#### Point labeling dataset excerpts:
[start]
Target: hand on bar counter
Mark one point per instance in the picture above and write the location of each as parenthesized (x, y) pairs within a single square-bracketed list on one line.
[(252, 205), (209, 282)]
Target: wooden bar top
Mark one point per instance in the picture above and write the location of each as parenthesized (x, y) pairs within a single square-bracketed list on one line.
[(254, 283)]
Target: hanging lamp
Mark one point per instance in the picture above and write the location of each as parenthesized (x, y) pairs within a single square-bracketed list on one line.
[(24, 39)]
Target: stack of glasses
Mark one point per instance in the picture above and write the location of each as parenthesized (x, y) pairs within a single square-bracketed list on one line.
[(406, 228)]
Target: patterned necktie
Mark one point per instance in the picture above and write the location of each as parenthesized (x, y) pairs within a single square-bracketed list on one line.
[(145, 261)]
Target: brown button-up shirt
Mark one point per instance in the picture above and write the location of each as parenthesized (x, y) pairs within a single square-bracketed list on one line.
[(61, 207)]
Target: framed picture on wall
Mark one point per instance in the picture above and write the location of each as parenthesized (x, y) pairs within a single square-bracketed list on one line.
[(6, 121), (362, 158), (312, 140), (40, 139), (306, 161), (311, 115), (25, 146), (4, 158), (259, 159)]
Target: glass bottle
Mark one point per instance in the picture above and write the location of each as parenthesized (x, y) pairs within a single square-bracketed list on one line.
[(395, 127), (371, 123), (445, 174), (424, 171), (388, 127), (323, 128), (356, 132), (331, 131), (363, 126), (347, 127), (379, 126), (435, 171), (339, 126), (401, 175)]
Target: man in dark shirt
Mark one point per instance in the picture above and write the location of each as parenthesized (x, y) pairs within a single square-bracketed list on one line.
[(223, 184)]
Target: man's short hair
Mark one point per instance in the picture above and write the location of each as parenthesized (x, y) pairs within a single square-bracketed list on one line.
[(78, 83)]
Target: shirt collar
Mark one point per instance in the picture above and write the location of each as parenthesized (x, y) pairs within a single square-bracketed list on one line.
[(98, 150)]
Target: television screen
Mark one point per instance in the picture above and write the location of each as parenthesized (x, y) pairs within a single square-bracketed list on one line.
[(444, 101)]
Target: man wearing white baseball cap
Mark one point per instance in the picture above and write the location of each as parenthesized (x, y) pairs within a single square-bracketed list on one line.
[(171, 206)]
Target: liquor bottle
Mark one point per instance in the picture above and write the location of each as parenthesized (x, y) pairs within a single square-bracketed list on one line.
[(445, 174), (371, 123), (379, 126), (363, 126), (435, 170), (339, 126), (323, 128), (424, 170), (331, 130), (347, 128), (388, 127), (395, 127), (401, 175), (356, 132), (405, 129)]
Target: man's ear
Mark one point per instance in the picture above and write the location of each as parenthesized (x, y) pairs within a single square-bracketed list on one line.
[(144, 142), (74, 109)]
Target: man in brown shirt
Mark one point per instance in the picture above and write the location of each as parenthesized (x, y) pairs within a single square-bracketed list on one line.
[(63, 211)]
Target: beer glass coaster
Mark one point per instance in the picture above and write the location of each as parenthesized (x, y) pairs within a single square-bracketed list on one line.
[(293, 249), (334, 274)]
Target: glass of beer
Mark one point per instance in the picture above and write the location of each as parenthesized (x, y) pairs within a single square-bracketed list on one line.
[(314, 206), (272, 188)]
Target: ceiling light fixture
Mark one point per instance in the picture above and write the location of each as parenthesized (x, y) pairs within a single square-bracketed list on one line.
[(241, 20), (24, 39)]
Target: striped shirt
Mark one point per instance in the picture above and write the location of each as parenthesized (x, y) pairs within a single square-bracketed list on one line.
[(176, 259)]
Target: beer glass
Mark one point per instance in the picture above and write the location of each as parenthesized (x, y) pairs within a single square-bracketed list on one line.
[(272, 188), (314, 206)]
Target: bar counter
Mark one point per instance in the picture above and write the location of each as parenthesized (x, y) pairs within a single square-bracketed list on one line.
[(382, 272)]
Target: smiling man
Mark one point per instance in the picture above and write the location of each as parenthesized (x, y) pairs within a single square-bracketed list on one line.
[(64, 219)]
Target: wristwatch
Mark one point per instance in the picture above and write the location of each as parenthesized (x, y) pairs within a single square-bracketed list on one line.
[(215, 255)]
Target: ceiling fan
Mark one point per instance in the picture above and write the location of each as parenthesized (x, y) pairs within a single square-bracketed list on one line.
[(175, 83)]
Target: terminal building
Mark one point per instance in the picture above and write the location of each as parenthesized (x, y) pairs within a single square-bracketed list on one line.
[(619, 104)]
[end]
#### WHAT IS BEING ASKED:
Convert the stretch of the material starting at the line containing "Target: brown button-up shirt" and ending at the line containing "158), (259, 159)]", both of those lines included, into a numbered list with one line per item and blank lines omitted.

#### RESULT FOR THIS EXERCISE:
1. Target: brown button-up shirt
2. Mark one point per instance in the picture above and write the location of each as parenthesized (x, y) pairs within a single square-bracketed list on one line.
3. [(61, 207)]
4. Target: framed picture on wall
5. Mark one point per instance in the picture above and write the location of each as parenthesized (x, y) pairs within a single square-bracketed list on one line.
6. [(6, 121), (362, 158), (312, 140), (40, 139), (306, 161), (311, 115), (25, 146), (4, 158), (259, 159)]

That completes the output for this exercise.